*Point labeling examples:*
· · · · ·

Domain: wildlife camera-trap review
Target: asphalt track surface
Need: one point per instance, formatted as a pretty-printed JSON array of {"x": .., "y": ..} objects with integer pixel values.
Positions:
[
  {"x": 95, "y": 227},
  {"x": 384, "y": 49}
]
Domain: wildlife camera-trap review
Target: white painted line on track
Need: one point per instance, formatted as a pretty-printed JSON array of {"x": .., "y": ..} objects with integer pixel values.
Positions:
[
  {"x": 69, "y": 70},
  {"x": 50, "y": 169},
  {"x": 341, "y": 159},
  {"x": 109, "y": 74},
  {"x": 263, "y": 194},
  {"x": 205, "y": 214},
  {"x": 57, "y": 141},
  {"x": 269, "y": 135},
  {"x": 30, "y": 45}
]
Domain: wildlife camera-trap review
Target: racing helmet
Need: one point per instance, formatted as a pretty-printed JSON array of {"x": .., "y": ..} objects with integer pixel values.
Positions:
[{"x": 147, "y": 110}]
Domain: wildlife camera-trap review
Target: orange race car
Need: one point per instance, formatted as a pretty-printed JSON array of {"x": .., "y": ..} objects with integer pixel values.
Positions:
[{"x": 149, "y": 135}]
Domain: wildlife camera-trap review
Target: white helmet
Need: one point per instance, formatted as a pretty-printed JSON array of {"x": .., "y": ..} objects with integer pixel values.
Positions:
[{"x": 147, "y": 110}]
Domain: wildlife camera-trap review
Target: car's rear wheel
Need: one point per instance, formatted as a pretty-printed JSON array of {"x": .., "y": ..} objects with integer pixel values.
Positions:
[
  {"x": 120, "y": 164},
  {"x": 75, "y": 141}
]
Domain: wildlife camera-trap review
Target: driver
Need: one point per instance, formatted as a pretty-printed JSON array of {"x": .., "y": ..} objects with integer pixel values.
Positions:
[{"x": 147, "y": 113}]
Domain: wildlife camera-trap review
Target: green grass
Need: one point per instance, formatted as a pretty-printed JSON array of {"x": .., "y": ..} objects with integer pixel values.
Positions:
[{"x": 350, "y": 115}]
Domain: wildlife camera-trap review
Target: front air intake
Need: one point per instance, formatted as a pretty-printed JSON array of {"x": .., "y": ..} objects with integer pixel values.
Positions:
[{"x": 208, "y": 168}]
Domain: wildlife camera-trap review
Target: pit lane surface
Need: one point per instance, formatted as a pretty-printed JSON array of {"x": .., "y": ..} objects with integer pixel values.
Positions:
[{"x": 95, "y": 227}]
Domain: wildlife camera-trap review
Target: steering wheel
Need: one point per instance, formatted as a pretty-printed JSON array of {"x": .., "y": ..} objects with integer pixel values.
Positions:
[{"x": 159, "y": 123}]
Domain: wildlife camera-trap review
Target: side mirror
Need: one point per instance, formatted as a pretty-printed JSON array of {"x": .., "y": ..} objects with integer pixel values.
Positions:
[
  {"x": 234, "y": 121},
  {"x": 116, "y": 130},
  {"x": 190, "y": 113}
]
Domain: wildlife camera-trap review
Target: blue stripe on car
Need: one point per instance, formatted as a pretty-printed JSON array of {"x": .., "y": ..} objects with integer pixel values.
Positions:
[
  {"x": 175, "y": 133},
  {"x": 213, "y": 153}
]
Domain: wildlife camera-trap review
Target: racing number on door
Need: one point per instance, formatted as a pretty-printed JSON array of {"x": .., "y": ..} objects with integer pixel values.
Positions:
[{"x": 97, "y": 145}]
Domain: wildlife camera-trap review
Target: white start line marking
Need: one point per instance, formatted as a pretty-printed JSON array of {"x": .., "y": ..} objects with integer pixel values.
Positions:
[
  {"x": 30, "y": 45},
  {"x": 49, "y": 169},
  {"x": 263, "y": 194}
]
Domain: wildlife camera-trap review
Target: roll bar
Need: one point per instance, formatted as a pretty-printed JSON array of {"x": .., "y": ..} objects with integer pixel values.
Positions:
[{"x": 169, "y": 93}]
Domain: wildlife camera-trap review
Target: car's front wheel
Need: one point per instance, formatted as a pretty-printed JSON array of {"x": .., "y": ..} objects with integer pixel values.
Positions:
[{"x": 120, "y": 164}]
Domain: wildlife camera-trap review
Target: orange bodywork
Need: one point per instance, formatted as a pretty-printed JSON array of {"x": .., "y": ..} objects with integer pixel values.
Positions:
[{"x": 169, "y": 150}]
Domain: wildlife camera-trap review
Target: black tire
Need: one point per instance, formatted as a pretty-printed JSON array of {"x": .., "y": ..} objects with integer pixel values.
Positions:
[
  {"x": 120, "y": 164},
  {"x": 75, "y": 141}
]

· · · · ·

*Exercise description:* Everything in the listing above should be restated exactly.

*Result for this task:*
Domain: wildlife camera-trap review
Target: asphalt track surface
Need: one point per instance, formatted as a pretty-printed JSON array of {"x": .., "y": ..} objects with integer pixel values.
Positions:
[
  {"x": 95, "y": 227},
  {"x": 384, "y": 49}
]
Domain: wildlife camera-trap review
Target: white painted line on track
Need: one point per instance, formatted as a pretty-printed JSON array of {"x": .., "y": ..} objects with integer pixel values.
Positions:
[
  {"x": 69, "y": 70},
  {"x": 50, "y": 169},
  {"x": 341, "y": 159},
  {"x": 109, "y": 74},
  {"x": 263, "y": 194},
  {"x": 205, "y": 214},
  {"x": 57, "y": 141},
  {"x": 269, "y": 135},
  {"x": 30, "y": 45}
]
Domain: wildlife camera-trap review
Target: racing helmet
Need: one point per instance, formatted as a pretty-printed JSON array of {"x": .., "y": ..} objects with integer pixel values.
Positions:
[{"x": 147, "y": 110}]
Domain: wildlife camera-trap review
Target: orange race car
Need: one point per instance, formatted as a pretty-printed JSON array of {"x": .., "y": ..} objects with integer pixel values.
Positions:
[{"x": 149, "y": 135}]
Domain: wildlife camera-trap review
Target: white helmet
Need: one point per instance, formatted as a pretty-printed JSON array of {"x": .., "y": ..} objects with integer pixel values.
Positions:
[{"x": 147, "y": 110}]
Domain: wildlife camera-trap review
Target: car's rear wheel
Need: one point per instance, formatted as a pretty-printed JSON array of {"x": .., "y": ..} objects with integer pixel values.
Positions:
[
  {"x": 120, "y": 164},
  {"x": 75, "y": 141}
]
Domain: wildlife camera-trap review
Target: driver
Need: one point per instance, formatted as a pretty-printed JSON array of {"x": .., "y": ..} objects with integer pixel values.
Positions:
[{"x": 147, "y": 113}]
Domain: wildlife camera-trap review
Target: green grass
Need: one point per instance, formatted as a pretty-printed JSON array of {"x": .., "y": ..} objects with integer pixel values.
Positions:
[{"x": 350, "y": 115}]
Domain: wildlife camera-trap review
Target: front air intake
Need: one point per instance, formatted as a pretty-printed JSON array of {"x": .., "y": ..} objects with integer pixel values.
Positions:
[{"x": 208, "y": 168}]
Domain: wildlife camera-trap review
Target: pit lane surface
Need: one point per instance, formatted as a pretty-printed JSON array of {"x": .., "y": ..} objects with integer pixel values.
Positions:
[{"x": 95, "y": 227}]
Domain: wildlife camera-trap review
Target: steering wheel
Need: one point per instance, formatted as a pretty-printed JSON array of {"x": .., "y": ..} objects with integer pixel values.
Positions:
[{"x": 159, "y": 123}]
Domain: wildlife camera-trap review
Target: side mirror
Need: one point per instance, formatted as a pretty-printed JSON array of {"x": .., "y": ..} objects with integer pixel values.
Positions:
[
  {"x": 234, "y": 121},
  {"x": 116, "y": 130},
  {"x": 190, "y": 113}
]
Domain: wildlife camera-trap review
Target: blue stripe on car
Need: one point per instance, formatted as a pretty-printed JSON array of {"x": .., "y": ..} objects with integer pixel values.
Positions:
[
  {"x": 175, "y": 133},
  {"x": 213, "y": 153}
]
Domain: wildlife camera-trap review
Target: racing number on door
Need: one point per instance, formatted as a pretty-printed JSON array of {"x": .., "y": ..} objects with integer pixel values.
Positions:
[{"x": 97, "y": 145}]
Domain: wildlife camera-trap review
Target: white start line marking
Need: one point per instance, formatted as a pretty-printed JSON array of {"x": .., "y": ..} objects with integer pixel values.
Positions:
[
  {"x": 30, "y": 45},
  {"x": 49, "y": 169},
  {"x": 263, "y": 194}
]
Domain: wildlife camera-trap review
Target: roll bar
Need: one point per instance, formatted as a pretty-printed JSON array of {"x": .., "y": ..} objects with integer pixel values.
Positions:
[{"x": 169, "y": 93}]
Domain: wildlife camera-trap review
Target: car's front wheel
Need: one point per instance, formatted as a pretty-printed JSON array of {"x": .., "y": ..} objects with integer pixel values.
Positions:
[{"x": 120, "y": 164}]
Domain: wildlife camera-trap review
Target: orange bodywork
Need: one point per instance, formatted as a pretty-printed JSON array of {"x": .., "y": ..} objects with integer pixel values.
Positions:
[{"x": 169, "y": 150}]
Domain: wildlife camera-trap review
Target: black tire
Need: one point per instance, formatted as a pretty-printed JSON array of {"x": .., "y": ..} objects with integer pixel values.
Positions:
[
  {"x": 120, "y": 164},
  {"x": 75, "y": 141}
]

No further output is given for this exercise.